◆ **Exercise brief**
From the line that holds "of the cluster" to the last line of the data, copy everything exactly; leave out all the rest.

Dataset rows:
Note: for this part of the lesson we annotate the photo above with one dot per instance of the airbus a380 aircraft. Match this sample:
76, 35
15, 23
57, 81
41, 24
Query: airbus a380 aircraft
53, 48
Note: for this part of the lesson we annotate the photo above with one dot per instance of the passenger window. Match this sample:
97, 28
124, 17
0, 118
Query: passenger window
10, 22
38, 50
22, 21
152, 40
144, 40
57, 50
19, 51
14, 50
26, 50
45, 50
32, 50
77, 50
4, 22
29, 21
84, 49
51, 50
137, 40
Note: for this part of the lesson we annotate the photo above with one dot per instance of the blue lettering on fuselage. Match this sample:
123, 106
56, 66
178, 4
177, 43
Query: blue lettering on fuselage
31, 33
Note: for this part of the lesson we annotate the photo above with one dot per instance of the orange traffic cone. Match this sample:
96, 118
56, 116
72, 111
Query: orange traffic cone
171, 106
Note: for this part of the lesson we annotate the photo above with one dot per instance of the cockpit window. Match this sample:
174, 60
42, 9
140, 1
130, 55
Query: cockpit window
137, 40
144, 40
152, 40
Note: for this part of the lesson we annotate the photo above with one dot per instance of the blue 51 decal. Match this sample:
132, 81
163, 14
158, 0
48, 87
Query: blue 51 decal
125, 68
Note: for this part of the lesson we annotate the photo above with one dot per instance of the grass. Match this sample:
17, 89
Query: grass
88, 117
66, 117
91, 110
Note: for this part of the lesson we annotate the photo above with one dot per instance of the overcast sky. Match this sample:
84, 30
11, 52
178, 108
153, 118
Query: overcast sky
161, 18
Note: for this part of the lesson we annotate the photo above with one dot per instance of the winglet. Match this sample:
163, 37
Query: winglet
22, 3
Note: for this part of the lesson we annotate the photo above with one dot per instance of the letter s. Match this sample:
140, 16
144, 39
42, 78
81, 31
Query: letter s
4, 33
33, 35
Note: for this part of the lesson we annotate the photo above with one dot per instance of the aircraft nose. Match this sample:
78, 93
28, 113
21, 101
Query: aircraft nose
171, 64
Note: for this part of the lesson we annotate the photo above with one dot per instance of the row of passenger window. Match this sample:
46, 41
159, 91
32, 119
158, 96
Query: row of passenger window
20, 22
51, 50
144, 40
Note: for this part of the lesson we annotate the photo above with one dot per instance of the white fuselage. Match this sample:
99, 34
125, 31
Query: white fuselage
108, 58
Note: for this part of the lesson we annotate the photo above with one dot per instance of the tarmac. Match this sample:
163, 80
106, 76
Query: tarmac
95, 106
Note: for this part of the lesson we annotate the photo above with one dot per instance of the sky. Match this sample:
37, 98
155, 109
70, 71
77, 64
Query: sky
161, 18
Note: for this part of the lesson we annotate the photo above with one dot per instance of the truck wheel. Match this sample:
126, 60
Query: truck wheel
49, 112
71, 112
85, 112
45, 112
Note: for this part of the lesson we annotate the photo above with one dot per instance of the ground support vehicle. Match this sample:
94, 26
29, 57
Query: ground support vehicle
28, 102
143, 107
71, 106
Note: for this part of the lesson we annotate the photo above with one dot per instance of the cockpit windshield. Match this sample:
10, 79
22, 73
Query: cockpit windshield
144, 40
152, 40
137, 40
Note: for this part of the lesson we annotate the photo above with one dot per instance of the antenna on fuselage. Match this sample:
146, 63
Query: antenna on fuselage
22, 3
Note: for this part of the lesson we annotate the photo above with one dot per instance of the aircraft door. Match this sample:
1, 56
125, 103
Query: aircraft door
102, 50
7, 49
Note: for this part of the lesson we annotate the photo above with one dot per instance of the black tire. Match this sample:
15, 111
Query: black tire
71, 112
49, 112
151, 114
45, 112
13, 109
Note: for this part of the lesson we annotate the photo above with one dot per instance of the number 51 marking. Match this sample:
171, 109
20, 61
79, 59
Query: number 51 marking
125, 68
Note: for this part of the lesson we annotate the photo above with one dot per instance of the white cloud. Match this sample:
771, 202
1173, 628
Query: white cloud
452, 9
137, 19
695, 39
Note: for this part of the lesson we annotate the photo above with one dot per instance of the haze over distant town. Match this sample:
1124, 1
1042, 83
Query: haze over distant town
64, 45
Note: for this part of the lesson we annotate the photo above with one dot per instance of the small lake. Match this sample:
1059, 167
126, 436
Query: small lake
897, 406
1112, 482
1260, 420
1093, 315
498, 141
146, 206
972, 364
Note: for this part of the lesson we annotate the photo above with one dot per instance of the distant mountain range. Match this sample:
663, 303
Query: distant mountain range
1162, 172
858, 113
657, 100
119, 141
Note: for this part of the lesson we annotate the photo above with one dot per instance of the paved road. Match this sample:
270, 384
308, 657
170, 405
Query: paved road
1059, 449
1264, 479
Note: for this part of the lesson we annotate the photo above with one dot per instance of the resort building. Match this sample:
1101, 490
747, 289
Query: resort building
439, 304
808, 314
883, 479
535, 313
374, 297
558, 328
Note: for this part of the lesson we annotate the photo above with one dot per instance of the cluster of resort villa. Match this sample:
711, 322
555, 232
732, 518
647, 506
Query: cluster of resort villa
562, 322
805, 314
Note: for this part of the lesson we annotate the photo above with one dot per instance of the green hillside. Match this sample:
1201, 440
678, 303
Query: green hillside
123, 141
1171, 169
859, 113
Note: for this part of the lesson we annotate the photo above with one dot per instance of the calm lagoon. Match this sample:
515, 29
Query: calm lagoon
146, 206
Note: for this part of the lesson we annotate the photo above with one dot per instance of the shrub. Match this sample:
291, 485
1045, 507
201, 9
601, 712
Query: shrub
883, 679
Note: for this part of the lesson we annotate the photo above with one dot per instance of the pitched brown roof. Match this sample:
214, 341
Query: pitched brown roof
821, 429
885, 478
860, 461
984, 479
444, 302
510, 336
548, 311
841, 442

◆ **Result of the exercise**
Note: for this part of the lesson we annotate the photo above with one dot per instance of the cluster of resort villa. Match this sample:
711, 322
555, 232
732, 518
647, 506
Query: cluster of resort villa
562, 322
805, 314
Note: for this part of the lesson we annotate the photo above with one dot per instance of the green hillside. Match this sample:
1201, 440
678, 303
Query: green hillside
123, 141
1171, 169
859, 113
Note: for this part of the lesson we annotate the photo above with one dot per instance of the calm lagoon. Match this sample:
515, 29
Query: calm lagoon
146, 206
Note: for this part of the lesson we annotate the photo above with one dot per instance of the shrub. Match this sample:
291, 485
1045, 507
201, 9
601, 712
Query: shrub
883, 679
Note: for this part of the lesson we annotate the photo above with one dot per instance of the pitched brown roof. Match this sample:
214, 341
Query: pitched brown roof
821, 429
885, 478
860, 461
984, 479
444, 302
510, 336
548, 311
841, 442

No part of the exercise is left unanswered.